[DIRECTIVE] How many lines in the items below contain the string "bicycle", with case counting? Reply with the number alone.

[DATA ROWS]
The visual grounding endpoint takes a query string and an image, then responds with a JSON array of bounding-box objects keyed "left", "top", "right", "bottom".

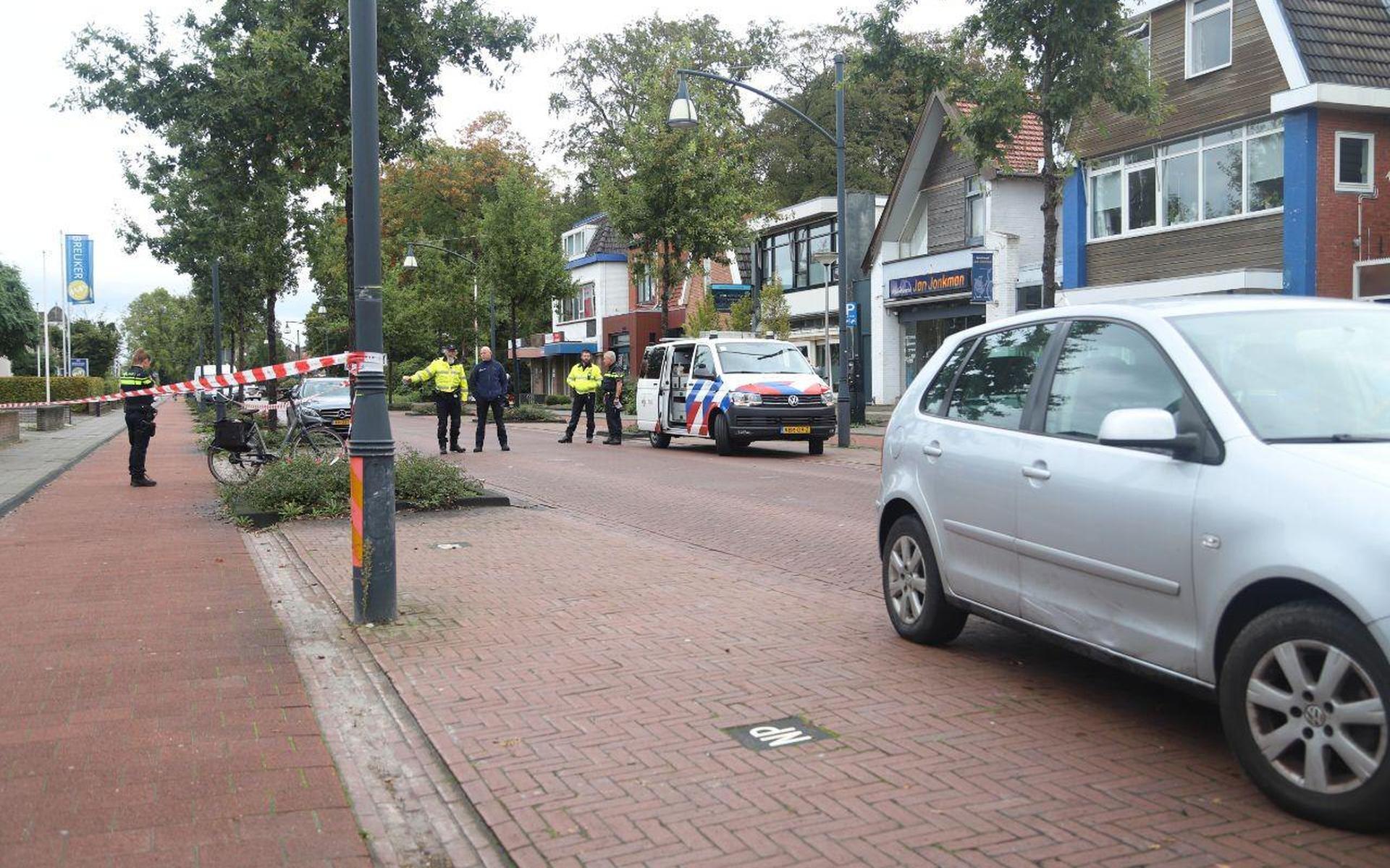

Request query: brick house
[{"left": 1058, "top": 0, "right": 1390, "bottom": 305}]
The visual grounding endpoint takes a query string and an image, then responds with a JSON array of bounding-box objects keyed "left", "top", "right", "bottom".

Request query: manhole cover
[{"left": 724, "top": 717, "right": 835, "bottom": 750}]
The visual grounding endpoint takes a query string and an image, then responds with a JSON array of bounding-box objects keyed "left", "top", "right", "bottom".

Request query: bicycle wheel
[
  {"left": 207, "top": 447, "right": 263, "bottom": 486},
  {"left": 287, "top": 427, "right": 348, "bottom": 465}
]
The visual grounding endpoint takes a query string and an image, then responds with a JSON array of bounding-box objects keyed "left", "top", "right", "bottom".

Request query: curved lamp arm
[{"left": 675, "top": 69, "right": 840, "bottom": 145}]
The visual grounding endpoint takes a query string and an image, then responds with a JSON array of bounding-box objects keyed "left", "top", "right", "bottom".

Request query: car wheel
[
  {"left": 883, "top": 516, "right": 966, "bottom": 646},
  {"left": 715, "top": 413, "right": 734, "bottom": 455},
  {"left": 1218, "top": 602, "right": 1390, "bottom": 832}
]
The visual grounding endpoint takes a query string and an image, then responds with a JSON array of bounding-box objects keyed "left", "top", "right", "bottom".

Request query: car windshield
[
  {"left": 716, "top": 341, "right": 816, "bottom": 374},
  {"left": 299, "top": 377, "right": 348, "bottom": 399},
  {"left": 1172, "top": 305, "right": 1390, "bottom": 442}
]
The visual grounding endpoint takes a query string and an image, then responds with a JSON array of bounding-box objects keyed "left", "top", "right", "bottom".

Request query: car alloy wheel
[
  {"left": 888, "top": 534, "right": 927, "bottom": 625},
  {"left": 1245, "top": 640, "right": 1387, "bottom": 794}
]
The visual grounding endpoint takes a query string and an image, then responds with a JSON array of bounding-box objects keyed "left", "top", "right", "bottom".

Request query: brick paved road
[
  {"left": 287, "top": 420, "right": 1390, "bottom": 865},
  {"left": 0, "top": 408, "right": 370, "bottom": 868}
]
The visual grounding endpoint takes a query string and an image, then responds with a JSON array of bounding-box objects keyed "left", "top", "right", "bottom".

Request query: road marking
[{"left": 724, "top": 717, "right": 835, "bottom": 751}]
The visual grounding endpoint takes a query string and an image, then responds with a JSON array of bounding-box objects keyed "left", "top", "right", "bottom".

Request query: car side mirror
[{"left": 1097, "top": 408, "right": 1201, "bottom": 458}]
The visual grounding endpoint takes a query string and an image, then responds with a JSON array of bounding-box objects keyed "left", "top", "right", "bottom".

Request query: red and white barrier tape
[{"left": 0, "top": 352, "right": 387, "bottom": 410}]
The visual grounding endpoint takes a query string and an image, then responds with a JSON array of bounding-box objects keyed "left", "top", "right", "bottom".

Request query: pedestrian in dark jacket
[
  {"left": 121, "top": 349, "right": 156, "bottom": 488},
  {"left": 468, "top": 346, "right": 512, "bottom": 452}
]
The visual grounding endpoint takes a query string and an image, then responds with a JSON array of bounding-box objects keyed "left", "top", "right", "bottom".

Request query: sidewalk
[
  {"left": 0, "top": 405, "right": 371, "bottom": 868},
  {"left": 0, "top": 405, "right": 125, "bottom": 516}
]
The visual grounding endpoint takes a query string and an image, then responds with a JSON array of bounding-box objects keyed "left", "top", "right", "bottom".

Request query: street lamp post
[
  {"left": 348, "top": 0, "right": 396, "bottom": 623},
  {"left": 666, "top": 53, "right": 852, "bottom": 447}
]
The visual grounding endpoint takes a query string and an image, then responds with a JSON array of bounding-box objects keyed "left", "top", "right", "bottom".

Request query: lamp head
[{"left": 666, "top": 75, "right": 699, "bottom": 130}]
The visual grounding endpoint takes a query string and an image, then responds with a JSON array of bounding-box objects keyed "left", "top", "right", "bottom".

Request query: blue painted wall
[
  {"left": 1284, "top": 109, "right": 1318, "bottom": 295},
  {"left": 1062, "top": 166, "right": 1086, "bottom": 290}
]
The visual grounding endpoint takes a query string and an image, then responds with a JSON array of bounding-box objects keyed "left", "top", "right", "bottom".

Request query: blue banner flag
[{"left": 62, "top": 235, "right": 96, "bottom": 305}]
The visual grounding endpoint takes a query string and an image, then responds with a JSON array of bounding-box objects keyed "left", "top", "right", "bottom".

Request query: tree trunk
[
  {"left": 343, "top": 181, "right": 357, "bottom": 349},
  {"left": 266, "top": 290, "right": 281, "bottom": 431},
  {"left": 511, "top": 296, "right": 521, "bottom": 403}
]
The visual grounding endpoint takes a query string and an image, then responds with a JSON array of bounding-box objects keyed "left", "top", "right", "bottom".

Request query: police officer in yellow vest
[
  {"left": 560, "top": 349, "right": 603, "bottom": 442},
  {"left": 121, "top": 349, "right": 154, "bottom": 488},
  {"left": 400, "top": 344, "right": 468, "bottom": 455}
]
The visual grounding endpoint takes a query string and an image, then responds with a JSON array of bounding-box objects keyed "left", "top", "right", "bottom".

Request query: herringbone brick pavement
[{"left": 279, "top": 435, "right": 1390, "bottom": 865}]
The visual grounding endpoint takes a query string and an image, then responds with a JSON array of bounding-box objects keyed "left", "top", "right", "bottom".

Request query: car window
[
  {"left": 1044, "top": 320, "right": 1183, "bottom": 439},
  {"left": 642, "top": 346, "right": 666, "bottom": 380},
  {"left": 947, "top": 323, "right": 1056, "bottom": 429},
  {"left": 691, "top": 344, "right": 715, "bottom": 379},
  {"left": 917, "top": 340, "right": 974, "bottom": 416}
]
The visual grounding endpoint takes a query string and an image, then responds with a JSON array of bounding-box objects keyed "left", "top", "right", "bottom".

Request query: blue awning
[{"left": 545, "top": 341, "right": 599, "bottom": 356}]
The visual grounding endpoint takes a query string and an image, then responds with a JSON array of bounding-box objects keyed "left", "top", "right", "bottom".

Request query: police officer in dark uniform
[
  {"left": 602, "top": 349, "right": 623, "bottom": 447},
  {"left": 121, "top": 349, "right": 154, "bottom": 488}
]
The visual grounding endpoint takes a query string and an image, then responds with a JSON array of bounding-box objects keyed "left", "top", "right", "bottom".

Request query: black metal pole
[
  {"left": 825, "top": 54, "right": 854, "bottom": 447},
  {"left": 348, "top": 0, "right": 396, "bottom": 623},
  {"left": 213, "top": 258, "right": 227, "bottom": 421}
]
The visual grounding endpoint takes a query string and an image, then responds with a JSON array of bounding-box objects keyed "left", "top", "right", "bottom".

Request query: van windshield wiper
[{"left": 1265, "top": 434, "right": 1390, "bottom": 442}]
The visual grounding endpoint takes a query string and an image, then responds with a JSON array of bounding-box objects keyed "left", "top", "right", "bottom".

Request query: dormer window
[
  {"left": 1187, "top": 0, "right": 1231, "bottom": 78},
  {"left": 562, "top": 227, "right": 594, "bottom": 258}
]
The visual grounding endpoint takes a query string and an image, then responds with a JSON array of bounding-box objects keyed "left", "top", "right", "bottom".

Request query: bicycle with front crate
[{"left": 207, "top": 394, "right": 348, "bottom": 486}]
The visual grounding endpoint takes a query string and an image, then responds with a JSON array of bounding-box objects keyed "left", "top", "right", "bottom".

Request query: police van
[{"left": 636, "top": 332, "right": 835, "bottom": 455}]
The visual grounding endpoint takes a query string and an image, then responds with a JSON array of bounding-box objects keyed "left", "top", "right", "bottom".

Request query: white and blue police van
[{"left": 636, "top": 332, "right": 835, "bottom": 455}]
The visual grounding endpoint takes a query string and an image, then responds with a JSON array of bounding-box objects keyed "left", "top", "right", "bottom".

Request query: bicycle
[{"left": 207, "top": 395, "right": 348, "bottom": 486}]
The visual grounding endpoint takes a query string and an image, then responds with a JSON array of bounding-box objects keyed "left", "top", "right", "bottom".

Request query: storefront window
[{"left": 902, "top": 314, "right": 984, "bottom": 384}]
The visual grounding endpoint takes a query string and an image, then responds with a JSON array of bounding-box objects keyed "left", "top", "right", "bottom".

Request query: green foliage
[
  {"left": 0, "top": 261, "right": 43, "bottom": 359},
  {"left": 72, "top": 320, "right": 121, "bottom": 377},
  {"left": 686, "top": 292, "right": 720, "bottom": 338},
  {"left": 550, "top": 15, "right": 777, "bottom": 334},
  {"left": 728, "top": 293, "right": 754, "bottom": 331},
  {"left": 218, "top": 450, "right": 478, "bottom": 519},
  {"left": 121, "top": 287, "right": 200, "bottom": 382},
  {"left": 951, "top": 0, "right": 1166, "bottom": 308},
  {"left": 0, "top": 375, "right": 110, "bottom": 403},
  {"left": 757, "top": 277, "right": 791, "bottom": 341}
]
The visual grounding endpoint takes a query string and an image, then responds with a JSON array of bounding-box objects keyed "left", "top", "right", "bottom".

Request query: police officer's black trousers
[
  {"left": 473, "top": 398, "right": 507, "bottom": 450},
  {"left": 565, "top": 392, "right": 594, "bottom": 439},
  {"left": 125, "top": 413, "right": 154, "bottom": 479},
  {"left": 603, "top": 394, "right": 623, "bottom": 442},
  {"left": 435, "top": 392, "right": 463, "bottom": 450}
]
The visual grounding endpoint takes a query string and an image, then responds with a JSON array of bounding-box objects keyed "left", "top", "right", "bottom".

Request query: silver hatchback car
[{"left": 878, "top": 296, "right": 1390, "bottom": 830}]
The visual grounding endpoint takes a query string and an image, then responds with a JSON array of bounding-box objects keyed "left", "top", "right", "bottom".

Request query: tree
[
  {"left": 686, "top": 292, "right": 720, "bottom": 338},
  {"left": 550, "top": 15, "right": 775, "bottom": 334},
  {"left": 478, "top": 168, "right": 574, "bottom": 394},
  {"left": 62, "top": 0, "right": 532, "bottom": 337},
  {"left": 121, "top": 287, "right": 201, "bottom": 382},
  {"left": 72, "top": 320, "right": 121, "bottom": 377},
  {"left": 756, "top": 0, "right": 948, "bottom": 206},
  {"left": 757, "top": 277, "right": 791, "bottom": 341},
  {"left": 0, "top": 261, "right": 43, "bottom": 359},
  {"left": 951, "top": 0, "right": 1165, "bottom": 308}
]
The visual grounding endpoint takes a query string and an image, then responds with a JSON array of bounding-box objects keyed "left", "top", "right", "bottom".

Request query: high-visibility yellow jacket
[
  {"left": 410, "top": 359, "right": 468, "bottom": 400},
  {"left": 565, "top": 362, "right": 603, "bottom": 395}
]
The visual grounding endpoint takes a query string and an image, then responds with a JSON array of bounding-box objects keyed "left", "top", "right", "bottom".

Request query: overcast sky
[{"left": 0, "top": 0, "right": 967, "bottom": 349}]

[THE RESULT] 3